WRITTEN TASK |
Everything from the line that holds "Phrase: white outlet cover" through the end of the data below should be output exactly, both ends included.
## Start DATASET EXCERPTS
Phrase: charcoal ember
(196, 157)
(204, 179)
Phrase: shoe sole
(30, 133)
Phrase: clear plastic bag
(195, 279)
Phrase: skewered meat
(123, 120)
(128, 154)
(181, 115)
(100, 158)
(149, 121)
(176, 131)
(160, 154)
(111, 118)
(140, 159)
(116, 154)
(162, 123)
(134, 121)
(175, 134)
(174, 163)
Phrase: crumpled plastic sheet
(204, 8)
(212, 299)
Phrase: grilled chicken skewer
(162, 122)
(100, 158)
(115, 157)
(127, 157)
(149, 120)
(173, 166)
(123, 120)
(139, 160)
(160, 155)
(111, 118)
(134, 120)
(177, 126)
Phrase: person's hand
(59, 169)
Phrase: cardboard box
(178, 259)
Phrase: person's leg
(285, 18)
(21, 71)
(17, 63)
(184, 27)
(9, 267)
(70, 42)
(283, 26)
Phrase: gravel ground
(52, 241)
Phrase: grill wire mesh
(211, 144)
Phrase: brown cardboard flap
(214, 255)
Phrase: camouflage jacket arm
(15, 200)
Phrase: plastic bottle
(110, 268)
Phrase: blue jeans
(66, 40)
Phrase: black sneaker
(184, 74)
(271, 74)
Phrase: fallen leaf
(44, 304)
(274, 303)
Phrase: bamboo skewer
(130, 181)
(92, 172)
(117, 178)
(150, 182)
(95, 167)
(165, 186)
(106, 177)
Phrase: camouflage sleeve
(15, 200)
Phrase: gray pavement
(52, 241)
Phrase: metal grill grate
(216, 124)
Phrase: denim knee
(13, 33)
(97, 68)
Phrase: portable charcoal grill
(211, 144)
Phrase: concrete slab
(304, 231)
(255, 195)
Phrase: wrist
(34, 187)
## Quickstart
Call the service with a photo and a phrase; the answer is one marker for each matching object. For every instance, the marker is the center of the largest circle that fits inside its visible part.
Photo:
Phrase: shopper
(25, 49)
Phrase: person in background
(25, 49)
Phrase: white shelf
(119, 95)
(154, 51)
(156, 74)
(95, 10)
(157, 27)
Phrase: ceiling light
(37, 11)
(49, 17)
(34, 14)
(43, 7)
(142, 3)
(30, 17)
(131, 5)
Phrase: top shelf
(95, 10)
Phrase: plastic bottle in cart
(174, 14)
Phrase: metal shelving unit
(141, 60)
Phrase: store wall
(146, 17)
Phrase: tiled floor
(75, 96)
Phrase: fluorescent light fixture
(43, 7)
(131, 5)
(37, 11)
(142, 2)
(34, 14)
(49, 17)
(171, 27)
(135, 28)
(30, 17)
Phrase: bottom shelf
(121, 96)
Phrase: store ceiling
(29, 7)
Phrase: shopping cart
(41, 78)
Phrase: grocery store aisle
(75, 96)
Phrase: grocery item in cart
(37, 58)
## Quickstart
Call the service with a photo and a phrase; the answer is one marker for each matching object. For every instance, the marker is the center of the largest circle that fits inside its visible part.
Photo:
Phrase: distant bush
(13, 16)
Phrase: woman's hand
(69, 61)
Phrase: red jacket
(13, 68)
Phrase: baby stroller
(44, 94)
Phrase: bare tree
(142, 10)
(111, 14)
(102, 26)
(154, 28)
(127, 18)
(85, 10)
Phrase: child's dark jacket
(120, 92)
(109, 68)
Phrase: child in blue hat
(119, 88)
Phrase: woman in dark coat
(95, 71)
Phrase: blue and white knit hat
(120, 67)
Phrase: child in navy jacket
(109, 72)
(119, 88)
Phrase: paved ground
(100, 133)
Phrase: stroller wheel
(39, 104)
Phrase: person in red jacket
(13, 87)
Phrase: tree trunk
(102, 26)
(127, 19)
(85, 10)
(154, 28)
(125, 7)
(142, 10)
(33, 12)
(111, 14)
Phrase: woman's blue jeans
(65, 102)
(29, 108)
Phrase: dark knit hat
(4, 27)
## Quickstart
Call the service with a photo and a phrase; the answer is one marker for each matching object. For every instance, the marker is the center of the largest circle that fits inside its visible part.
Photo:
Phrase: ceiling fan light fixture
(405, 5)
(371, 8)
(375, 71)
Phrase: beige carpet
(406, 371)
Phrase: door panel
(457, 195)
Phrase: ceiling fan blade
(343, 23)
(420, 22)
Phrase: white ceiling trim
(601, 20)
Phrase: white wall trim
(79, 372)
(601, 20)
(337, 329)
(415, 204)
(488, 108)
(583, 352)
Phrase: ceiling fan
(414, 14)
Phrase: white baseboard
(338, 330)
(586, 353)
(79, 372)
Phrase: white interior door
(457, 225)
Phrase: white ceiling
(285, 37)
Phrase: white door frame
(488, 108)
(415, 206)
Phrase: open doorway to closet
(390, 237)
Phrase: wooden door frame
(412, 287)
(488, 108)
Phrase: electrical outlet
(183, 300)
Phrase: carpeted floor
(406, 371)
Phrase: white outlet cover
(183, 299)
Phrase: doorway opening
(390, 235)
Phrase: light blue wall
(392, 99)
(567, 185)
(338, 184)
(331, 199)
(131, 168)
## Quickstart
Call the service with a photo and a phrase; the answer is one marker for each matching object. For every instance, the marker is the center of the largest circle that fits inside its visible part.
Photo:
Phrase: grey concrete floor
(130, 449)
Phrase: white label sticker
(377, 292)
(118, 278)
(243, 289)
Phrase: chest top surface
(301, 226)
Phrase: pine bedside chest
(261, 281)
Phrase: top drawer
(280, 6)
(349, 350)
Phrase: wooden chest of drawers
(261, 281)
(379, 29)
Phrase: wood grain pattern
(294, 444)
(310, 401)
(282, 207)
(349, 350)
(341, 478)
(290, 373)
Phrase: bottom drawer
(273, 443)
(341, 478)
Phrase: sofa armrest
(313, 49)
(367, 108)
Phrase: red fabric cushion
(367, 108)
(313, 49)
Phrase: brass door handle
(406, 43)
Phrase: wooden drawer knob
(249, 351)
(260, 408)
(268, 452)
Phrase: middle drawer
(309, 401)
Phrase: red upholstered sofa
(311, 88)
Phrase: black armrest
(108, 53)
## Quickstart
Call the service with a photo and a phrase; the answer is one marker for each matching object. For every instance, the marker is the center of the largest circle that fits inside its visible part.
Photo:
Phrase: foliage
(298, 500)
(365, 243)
## End DATASET EXCERPTS
EXERCISE SOLUTION |
Phrase: white outlet cover
(183, 299)
Phrase: doorway opening
(390, 235)
Phrase: light blue wall
(392, 99)
(567, 185)
(338, 184)
(331, 199)
(131, 168)
## Quickstart
Call the service with a photo and a phrase; the answer is one marker for each matching object. For every instance, the marker is the center of the largest circle that fits inside its visible part.
Photo:
Phrase: grey concrete floor
(130, 449)
Phrase: white label sticker
(377, 292)
(118, 278)
(243, 289)
Phrase: chest top surface
(301, 226)
Phrase: pine bedside chest
(261, 281)
Phrase: top drawer
(280, 6)
(349, 350)
Phrase: wooden chest of drawers
(261, 281)
(379, 29)
Phrase: wood grain pattern
(294, 444)
(310, 401)
(282, 207)
(349, 350)
(341, 478)
(290, 373)
Phrase: bottom drawer
(273, 443)
(341, 478)
Phrase: sofa armrest
(313, 49)
(367, 108)
Phrase: red fabric cushion
(367, 108)
(313, 49)
Phrase: brass door handle
(406, 43)
Phrase: wooden drawer knob
(249, 351)
(260, 408)
(268, 452)
Phrase: middle drawer
(309, 401)
Phrase: red upholstered sofa
(311, 88)
Phrase: black armrest
(108, 53)
## Quickstart
Call the service with a photo and a phrase; the answer is one marker for each matching object. For every instance, the marker is the center of the largest circle that fits inside its visible part.
Photo:
Phrase: foliage
(298, 500)
(365, 243)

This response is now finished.